Exercises to complete »
[a] From the study methods passage, write out the section that begins at the words "Participants were recruited" and stops after "before planned discharge.".
[b] Answer these questions from the study methods passage:
(i) Which board approved the study?
(ii) What is the most a participant could be paid for completing the study?
(iii) At which time points were pain and substance use–related outcomes evaluated?
[c] Can you extend the study methods passage, picking up after its last sentence?

Document extract »
┄┄┄┄┄┄┄┄┄┄┄┄┄┄┄┄┄┄┄┄
The present study was undertaken to extend this work to men and women separately in a community treatment setting in a randomized clinical trial. Men and women were recruited from a large residential SUD treatment program and randomized to receive either the ImPAT condition or an attention-matched supportive psychoeducational control (SPC) condition in addition to treatment as usual. Patients were observed for a year, with pain and substance use–related outcomes evaluated at 3, 6, and 12 months.
Recruitment occurred at a large residential SUD treatment program between October 3, 2011, and September 1, 2014. The study was approved by the University of Michigan Medical School Institutional Review Board. This study followed the Consolidated Standards of Reporting Trials (CONSORT) reporting guideline, and the trial protocol can be found in Supplement 1. All eligible participants provided written informed consent before completing the screening survey. Participants were compensated up to $185 for study completion.
Participants were recruited by study staff from separate men’s and women’s units. Exclusion criteria were (1) acute suicidality, (2) cognitive impairment or psychotic symptoms, (3) inability to understand English, (4) inability to provide informed consent, and (5) age younger than 18 years. Inclusion criteria for the randomized clinical trial were (1) report of pain of at least moderate or greater intensity over the 3 months prior to baseline (score of 5 or greater on the Numeric Rating Scale of Pain Intensity22 as an average of usual and worst pain rating) and (2) a planned treatment discharge date that would allow for sufficient time for intervention delivery, as determined by completing an intake at the residential treatment program within the past 60 days allowing for at least 30 days before planned discharge.
┄┄┄┄┄┄┄┄┄┄┄┄┄┄┄┄┄┄┄┄
Records shown »
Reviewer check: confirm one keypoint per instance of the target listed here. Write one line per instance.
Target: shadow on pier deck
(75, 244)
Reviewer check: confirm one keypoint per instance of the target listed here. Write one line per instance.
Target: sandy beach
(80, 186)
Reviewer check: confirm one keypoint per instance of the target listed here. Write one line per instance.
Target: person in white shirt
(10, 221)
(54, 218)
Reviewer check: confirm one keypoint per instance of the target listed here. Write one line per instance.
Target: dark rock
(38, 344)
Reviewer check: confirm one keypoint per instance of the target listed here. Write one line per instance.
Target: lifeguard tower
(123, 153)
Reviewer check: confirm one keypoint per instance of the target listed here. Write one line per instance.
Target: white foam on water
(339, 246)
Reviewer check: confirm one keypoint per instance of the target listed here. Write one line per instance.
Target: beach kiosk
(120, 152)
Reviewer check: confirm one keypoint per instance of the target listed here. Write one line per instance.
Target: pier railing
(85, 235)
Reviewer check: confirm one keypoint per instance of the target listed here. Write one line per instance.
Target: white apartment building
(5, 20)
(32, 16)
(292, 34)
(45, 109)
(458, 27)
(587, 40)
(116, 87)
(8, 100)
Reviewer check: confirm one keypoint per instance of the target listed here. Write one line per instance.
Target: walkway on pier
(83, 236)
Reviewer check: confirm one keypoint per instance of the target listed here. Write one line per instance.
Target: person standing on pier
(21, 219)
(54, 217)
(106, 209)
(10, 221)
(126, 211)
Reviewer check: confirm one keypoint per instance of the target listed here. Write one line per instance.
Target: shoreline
┄┄┄┄┄┄┄┄┄┄┄┄┄┄┄┄┄┄┄┄
Responses for each task »
[a]
Participants were recruited by study staff from separate men’s and women’s units. Exclusion criteria were (1) acute suicidality, (2) cognitive impairment or psychotic symptoms, (3) inability to understand English, (4) inability to provide informed consent, and (5) age younger than 18 years. Inclusion criteria for the randomized clinical trial were (1) report of pain of at least moderate or greater intensity over the 3 months prior to baseline (score of 5 or greater on the Numeric Rating Scale of Pain Intensity22 as an average of usual and worst pain rating) and (2) a planned treatment discharge date that would allow for sufficient time for intervention delivery, as determined by completing an intake at the residential treatment program within the past 60 days allowing for at least 30 days before planned discharge.

[b]
(i) The University of Michigan Medical School Institutional Review Board
(ii) $185
(iii) At 3, 6, and 12 months

[c]
All included participants completed a baseline assessment. Randomization conducted by a study biostatistician was stratified by sex to the ImPAT or SPC conditions during each treatment wave, such that when the ImPAT intervention was being conducted in the men’s unit, the SPC condition was being conducted in the women’s unit, and vice versa. Because the intervention was group based, group enrollment was capped at 12 participants. In instances where more than 12 participants were eligible at a given time, participants were randomly selected from the pool of all eligible screened participants for the group; when fewer than 12 participants were eligible, all participants were invited to participate in the group. Treatment center staff were blinded to participant condition.
Participants were assessed after treatment (baseline) and at 3, 6, and 12 months following enrollment. At baseline, participants completed the Working Alliance Inventory to assess perceptions of treatment and therapist bond.23 Follow-up assessments at 3, 6, and 12 months included all main outcomes and were conducted by study staff uninvolved in participant allocation or treatment. These assessments consisted of interviews, a self-report questionnaire, a voluntary urine drug screen, and completion of a pain tolerance task, the ischemic pain task.24,25
A sizable portion of participants (238 of 510 [46.7%]) were incarcerated at least once during the course of follow-up. We received approval from the University of Michigan Institutional Review Board and Michigan Department of Corrections to meet with incarcerated individuals, who completed only self-report survey components of the assessments.
Intervention and Control Conditions
The ImPAT and SPC conditions were designed to be identical in terms of the amount of therapist–patient contact. Both conditions involved 8 one-hour group-based sessions delivered over the course of approximately 4 weeks (eTables 1 and 2 in Supplement 2). Training for both the ImPAT and SPC conditions was similar in structure. Master’s-level therapists were trained on the specific session content and proper delivery during training workshops prior to participant recruitment. During the trial, therapists met regularly with clinical supervisors to discuss session content, process difficult cases, and review session recordings.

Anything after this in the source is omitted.